━━━━━ TEKS SUMBER ━━━━━
APAKAH RASUL PAULUS MEMBATALKAN TAURAT ?


Apakah Rasul Paulus Membatalkan Taurat?

Pertanyaan mengenai apakah Rasul Paulus membatalkan Taurat merupakan salah satu topik teologis yang penting dalam memahami hubungan antara Perjanjian Lama dan Perjanjian Baru. Banyak orang, baik dari kalangan Yahudi maupun Kristen, mempertanyakan sikap Paulus terhadap hukum Taurat karena dalam surat-suratnya, ia tampak menekankan iman kepada Yesus Kristus lebih daripada ketaatan terhadap hukum Taurat. Namun, ketika ditelusuri secara menyeluruh, pengajaran Paulus bukanlah pembatalan terhadap Taurat, melainkan penjelasan tentang fungsi sejatinya dalam terang karya keselamatan Yesus Kristus. Untuk menjawab pertanyaan ini, kita akan membahas empat poin utama secara mendalam.

1. Taurat Bukan Dibatalkan, Tapi Digenapi dalam Kristus

Salah satu ayat kunci dalam memahami sikap Paulus terhadap Taurat terdapat dalam Roma 3:31:

"Jika demikian, adakah kami membatalkan hukum Taurat oleh iman? Sekali-kali tidak! Sebaliknya, kami meneguhkannya."

Ayat ini menunjukkan bahwa Paulus menolak anggapan bahwa iman kepada Kristus membatalkan hukum Taurat. Justru sebaliknya, ia menyatakan bahwa hukum Taurat diteguhkan melalui iman. Pernyataan ini penting karena menunjukkan bahwa Paulus melihat Taurat sebagai sesuatu yang tetap memiliki nilai, namun tidak sebagai sarana utama keselamatan.
━━━━━
- _DAFTAR TUGAS_
A. Salin tiap kalimat dari kutipan Roma 3:31 dalam tulisan tentang Paulus dan Taurat. Tulis satu kalimat per baris.
B. Teruskan tulisan tentang Paulus dan Taurat, dimulai dari kalimat sesudah kalimat terakhirnya.
━━━━━ BAHAN YANG DIBERIKAN ━━━━━
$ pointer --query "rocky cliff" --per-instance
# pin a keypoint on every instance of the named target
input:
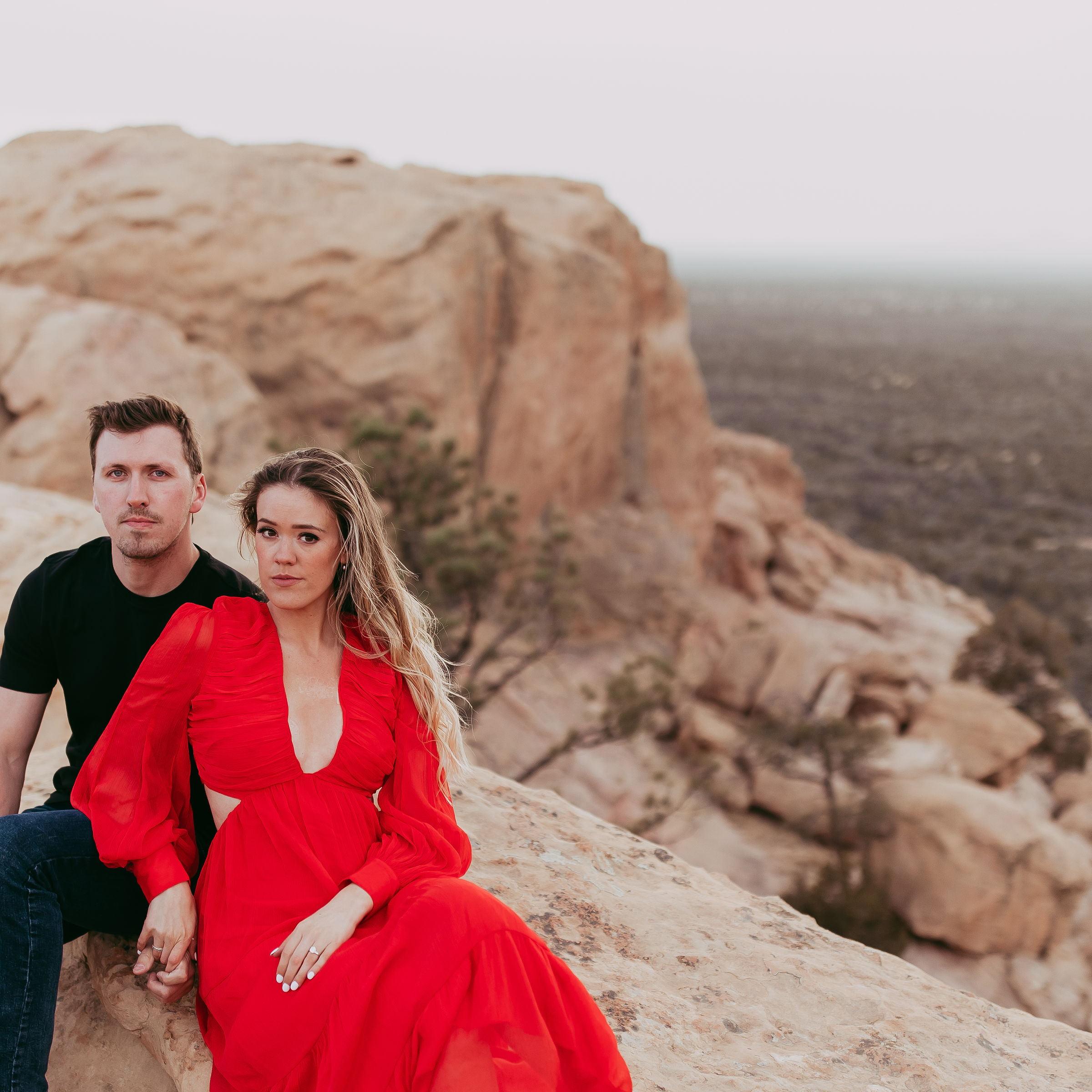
(282, 292)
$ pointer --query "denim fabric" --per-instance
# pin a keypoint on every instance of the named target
(53, 889)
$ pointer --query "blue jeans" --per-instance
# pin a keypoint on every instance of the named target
(53, 889)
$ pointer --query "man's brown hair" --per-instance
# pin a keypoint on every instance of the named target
(132, 415)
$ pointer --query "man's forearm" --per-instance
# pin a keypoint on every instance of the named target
(12, 778)
(20, 720)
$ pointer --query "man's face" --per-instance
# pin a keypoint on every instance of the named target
(145, 490)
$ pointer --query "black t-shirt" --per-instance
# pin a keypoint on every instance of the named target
(74, 622)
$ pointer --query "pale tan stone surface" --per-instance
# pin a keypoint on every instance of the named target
(986, 733)
(628, 782)
(968, 865)
(706, 986)
(66, 354)
(526, 313)
(91, 1051)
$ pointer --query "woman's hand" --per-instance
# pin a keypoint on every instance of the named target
(306, 949)
(170, 931)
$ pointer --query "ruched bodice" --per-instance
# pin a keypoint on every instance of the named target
(440, 986)
(245, 647)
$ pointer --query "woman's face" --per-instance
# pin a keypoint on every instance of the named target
(298, 543)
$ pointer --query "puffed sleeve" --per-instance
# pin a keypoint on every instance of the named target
(420, 834)
(135, 785)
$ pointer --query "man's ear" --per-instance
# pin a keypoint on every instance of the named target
(200, 493)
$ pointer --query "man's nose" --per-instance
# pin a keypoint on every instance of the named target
(138, 493)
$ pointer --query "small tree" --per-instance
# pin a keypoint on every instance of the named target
(639, 698)
(1024, 656)
(503, 603)
(844, 899)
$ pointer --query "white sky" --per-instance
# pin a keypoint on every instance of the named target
(935, 131)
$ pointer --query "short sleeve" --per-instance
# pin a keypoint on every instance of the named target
(421, 837)
(28, 662)
(135, 785)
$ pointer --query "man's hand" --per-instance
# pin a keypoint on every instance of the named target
(171, 986)
(171, 927)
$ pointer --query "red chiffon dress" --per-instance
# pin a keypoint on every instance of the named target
(441, 987)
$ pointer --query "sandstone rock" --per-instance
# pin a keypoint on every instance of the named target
(629, 782)
(986, 734)
(534, 713)
(1071, 788)
(1078, 818)
(986, 976)
(707, 734)
(967, 865)
(61, 355)
(802, 803)
(727, 654)
(768, 471)
(526, 314)
(707, 986)
(1032, 794)
(91, 1051)
(902, 757)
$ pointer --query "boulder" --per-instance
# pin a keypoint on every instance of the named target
(968, 865)
(706, 986)
(989, 738)
(59, 355)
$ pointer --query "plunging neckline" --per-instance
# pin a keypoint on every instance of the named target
(284, 699)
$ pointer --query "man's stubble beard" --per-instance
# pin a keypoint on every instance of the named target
(141, 546)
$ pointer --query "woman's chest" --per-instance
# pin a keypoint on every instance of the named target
(247, 736)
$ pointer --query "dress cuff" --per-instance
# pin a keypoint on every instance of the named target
(378, 880)
(159, 872)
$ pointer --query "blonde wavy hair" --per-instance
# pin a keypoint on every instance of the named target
(372, 587)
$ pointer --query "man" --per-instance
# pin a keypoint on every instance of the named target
(86, 617)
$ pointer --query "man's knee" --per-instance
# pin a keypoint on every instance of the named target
(31, 839)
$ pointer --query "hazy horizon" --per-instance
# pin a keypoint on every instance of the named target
(947, 135)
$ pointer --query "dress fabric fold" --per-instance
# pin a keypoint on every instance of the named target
(440, 987)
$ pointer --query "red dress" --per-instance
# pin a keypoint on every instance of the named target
(441, 987)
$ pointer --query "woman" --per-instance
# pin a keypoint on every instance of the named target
(339, 947)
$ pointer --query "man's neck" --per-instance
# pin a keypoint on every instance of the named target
(157, 576)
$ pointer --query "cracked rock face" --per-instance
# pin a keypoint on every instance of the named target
(61, 355)
(526, 314)
(706, 986)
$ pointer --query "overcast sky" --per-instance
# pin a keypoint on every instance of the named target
(935, 131)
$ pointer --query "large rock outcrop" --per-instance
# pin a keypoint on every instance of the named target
(706, 986)
(526, 313)
(61, 355)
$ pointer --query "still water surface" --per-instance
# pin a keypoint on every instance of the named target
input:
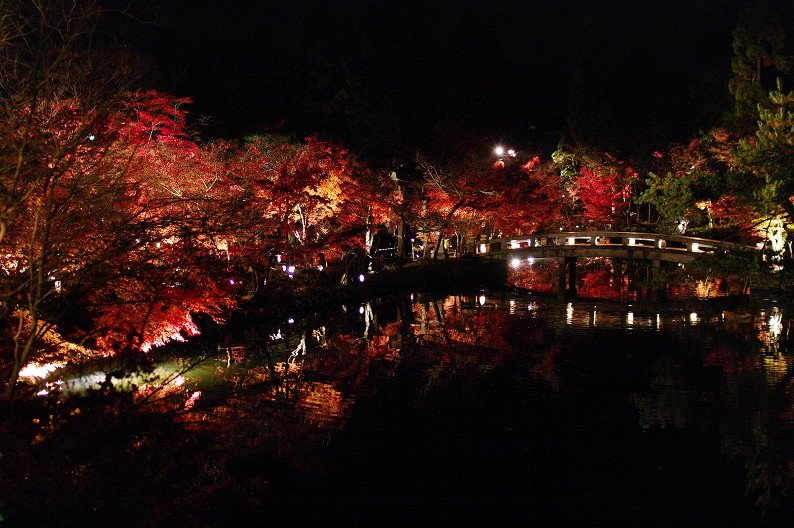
(504, 409)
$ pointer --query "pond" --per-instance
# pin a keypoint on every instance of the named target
(504, 408)
(494, 407)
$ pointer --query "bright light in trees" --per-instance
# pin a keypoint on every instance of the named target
(35, 370)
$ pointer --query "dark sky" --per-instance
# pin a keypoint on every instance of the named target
(389, 76)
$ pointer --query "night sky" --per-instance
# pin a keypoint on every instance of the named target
(387, 77)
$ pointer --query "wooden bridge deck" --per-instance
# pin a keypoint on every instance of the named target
(613, 244)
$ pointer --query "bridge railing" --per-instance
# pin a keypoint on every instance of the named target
(607, 239)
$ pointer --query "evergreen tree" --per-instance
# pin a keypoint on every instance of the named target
(758, 41)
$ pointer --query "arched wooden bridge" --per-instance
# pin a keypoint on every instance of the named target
(566, 247)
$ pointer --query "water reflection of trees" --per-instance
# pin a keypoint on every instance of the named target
(294, 388)
(743, 392)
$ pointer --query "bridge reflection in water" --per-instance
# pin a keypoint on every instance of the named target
(567, 247)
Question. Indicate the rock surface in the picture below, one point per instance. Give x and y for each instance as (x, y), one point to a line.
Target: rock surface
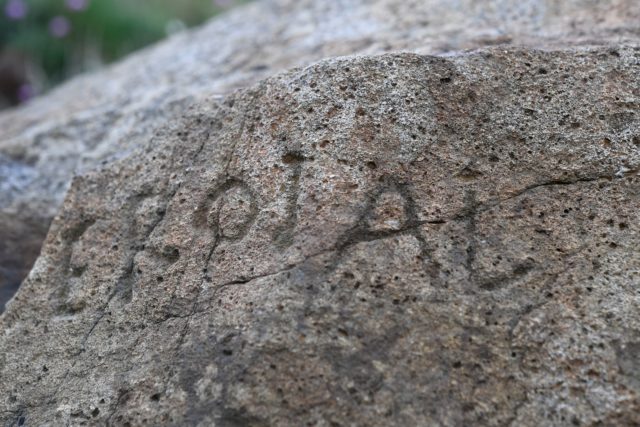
(103, 116)
(395, 239)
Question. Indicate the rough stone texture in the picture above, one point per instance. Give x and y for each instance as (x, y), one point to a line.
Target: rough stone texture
(105, 115)
(396, 239)
(381, 240)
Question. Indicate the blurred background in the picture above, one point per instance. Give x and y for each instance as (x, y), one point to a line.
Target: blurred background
(44, 42)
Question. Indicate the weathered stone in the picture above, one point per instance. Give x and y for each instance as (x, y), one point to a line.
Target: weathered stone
(96, 118)
(380, 240)
(395, 239)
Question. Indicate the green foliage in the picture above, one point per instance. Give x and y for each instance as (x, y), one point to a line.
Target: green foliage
(102, 32)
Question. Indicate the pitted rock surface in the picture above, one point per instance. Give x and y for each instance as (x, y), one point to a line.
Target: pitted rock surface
(391, 239)
(97, 118)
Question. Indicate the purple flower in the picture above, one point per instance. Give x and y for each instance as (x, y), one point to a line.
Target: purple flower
(77, 5)
(15, 9)
(222, 3)
(59, 26)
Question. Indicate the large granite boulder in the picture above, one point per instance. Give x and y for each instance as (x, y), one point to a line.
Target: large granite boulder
(99, 117)
(384, 239)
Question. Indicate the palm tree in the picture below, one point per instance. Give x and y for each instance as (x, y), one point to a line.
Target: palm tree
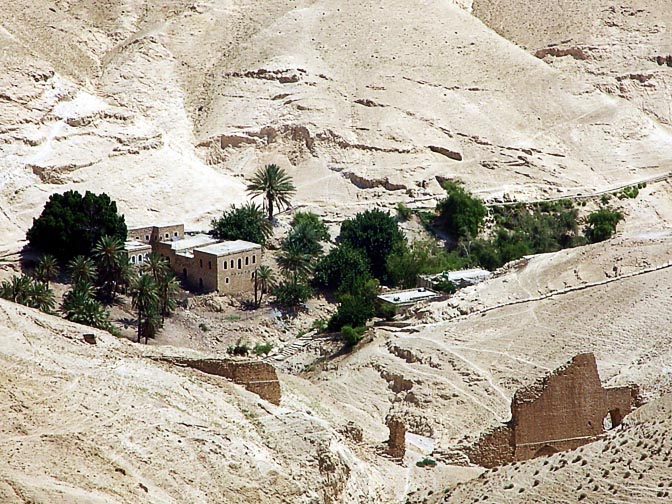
(145, 297)
(40, 296)
(274, 184)
(80, 306)
(46, 269)
(108, 253)
(81, 269)
(264, 277)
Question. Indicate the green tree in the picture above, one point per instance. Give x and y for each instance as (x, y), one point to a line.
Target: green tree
(305, 237)
(460, 213)
(80, 305)
(294, 261)
(274, 184)
(145, 299)
(376, 234)
(109, 253)
(29, 292)
(47, 269)
(602, 224)
(356, 307)
(82, 269)
(341, 268)
(71, 224)
(264, 278)
(247, 222)
(314, 221)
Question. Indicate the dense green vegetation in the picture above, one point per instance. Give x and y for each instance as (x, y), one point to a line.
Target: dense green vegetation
(247, 222)
(460, 213)
(71, 224)
(376, 234)
(602, 224)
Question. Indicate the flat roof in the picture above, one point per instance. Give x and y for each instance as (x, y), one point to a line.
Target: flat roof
(189, 242)
(228, 247)
(408, 296)
(135, 244)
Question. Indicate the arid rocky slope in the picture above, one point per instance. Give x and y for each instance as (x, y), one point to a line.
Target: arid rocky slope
(168, 106)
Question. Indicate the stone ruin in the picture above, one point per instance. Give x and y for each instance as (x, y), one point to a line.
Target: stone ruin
(257, 377)
(396, 444)
(561, 411)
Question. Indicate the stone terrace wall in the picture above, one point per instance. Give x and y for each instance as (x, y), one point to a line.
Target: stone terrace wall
(255, 376)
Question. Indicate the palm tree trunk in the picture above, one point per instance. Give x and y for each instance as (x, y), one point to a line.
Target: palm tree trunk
(270, 207)
(139, 325)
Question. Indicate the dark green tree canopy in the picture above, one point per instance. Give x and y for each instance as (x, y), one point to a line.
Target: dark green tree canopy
(376, 234)
(460, 213)
(247, 222)
(71, 224)
(341, 268)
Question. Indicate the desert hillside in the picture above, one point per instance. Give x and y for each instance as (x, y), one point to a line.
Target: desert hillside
(169, 107)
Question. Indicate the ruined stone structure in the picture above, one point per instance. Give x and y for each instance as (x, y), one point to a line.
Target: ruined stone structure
(396, 444)
(257, 377)
(562, 411)
(203, 263)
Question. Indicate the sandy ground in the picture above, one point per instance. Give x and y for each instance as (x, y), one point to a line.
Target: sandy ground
(168, 106)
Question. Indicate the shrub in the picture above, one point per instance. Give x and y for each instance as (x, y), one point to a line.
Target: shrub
(356, 307)
(240, 348)
(460, 213)
(376, 234)
(602, 224)
(426, 462)
(403, 211)
(71, 224)
(340, 269)
(263, 348)
(314, 221)
(352, 335)
(290, 293)
(247, 222)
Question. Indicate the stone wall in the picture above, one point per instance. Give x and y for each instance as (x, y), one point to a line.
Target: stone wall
(562, 411)
(255, 376)
(396, 444)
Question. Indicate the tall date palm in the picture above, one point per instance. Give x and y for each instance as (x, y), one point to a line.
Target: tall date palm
(274, 184)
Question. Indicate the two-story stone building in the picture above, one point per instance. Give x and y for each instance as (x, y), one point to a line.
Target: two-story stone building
(202, 262)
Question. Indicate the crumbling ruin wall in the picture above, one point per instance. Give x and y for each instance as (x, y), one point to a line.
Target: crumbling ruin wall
(396, 444)
(493, 448)
(257, 377)
(562, 411)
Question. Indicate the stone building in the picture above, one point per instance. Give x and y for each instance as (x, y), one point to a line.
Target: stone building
(562, 411)
(202, 262)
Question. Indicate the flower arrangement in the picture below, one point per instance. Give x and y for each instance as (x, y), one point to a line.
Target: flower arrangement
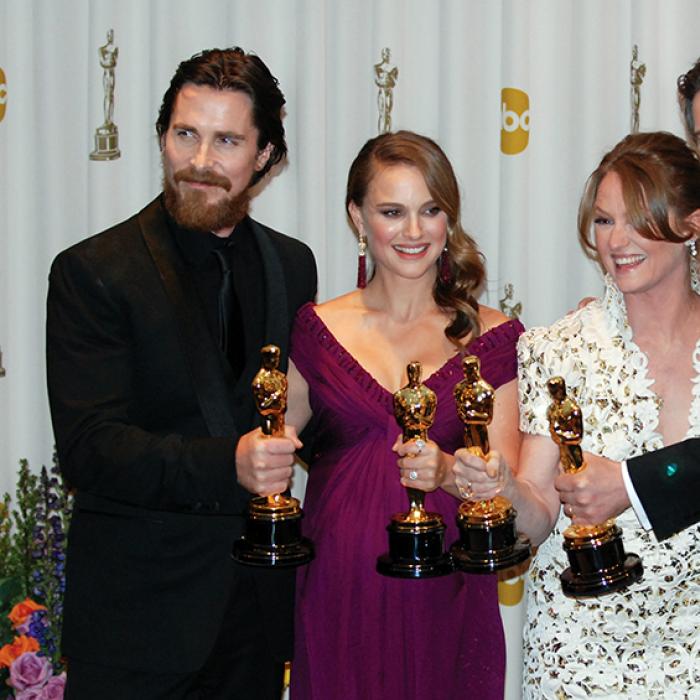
━━━━━
- _JAWABAN TIAP TUGAS_
A.
"Jika demikian, adakah kami membatalkan hukum Taurat oleh iman?"
"Sekali-kali tidak!"
"Sebaliknya, kami meneguhkannya."

B.
Paulus memahami bahwa tujuan utama dari Taurat adalah untuk menyatakan kehendak Allah dan menunjukkan standar kekudusan-Nya. Namun, manusia yang berdosa tidak mampu memenuhi standar ini, sehingga Taurat membawa manusia kepada kesadaran akan dosa. Dalam Roma 7:7, Paulus menulis, “Apakah yang akan kita katakan? Apakah hukum Taurat itu dosa? Sekali-kali tidak! Sebaliknya, justru oleh hukum Taurat aku telah mengenal dosa.”

Dengan demikian, Taurat berfungsi sebagai cermin yang memperlihatkan keberdosaan manusia. Namun, solusi bagi dosa bukanlah ketaatan sempurna terhadap hukum tersebut, melainkan iman kepada Kristus yang telah menggenapi hukum itu. Dalam hal ini, Yesus bukan datang untuk membatalkan Taurat, melainkan untuk menggenapinya (Matius 5:17). Maka, Paulus sebagai pengajar Injil Kristus juga mengikuti prinsip yang sama, yaitu bahwa dalam Kristus, maksud dan tujuan hukum Taurat digenapi.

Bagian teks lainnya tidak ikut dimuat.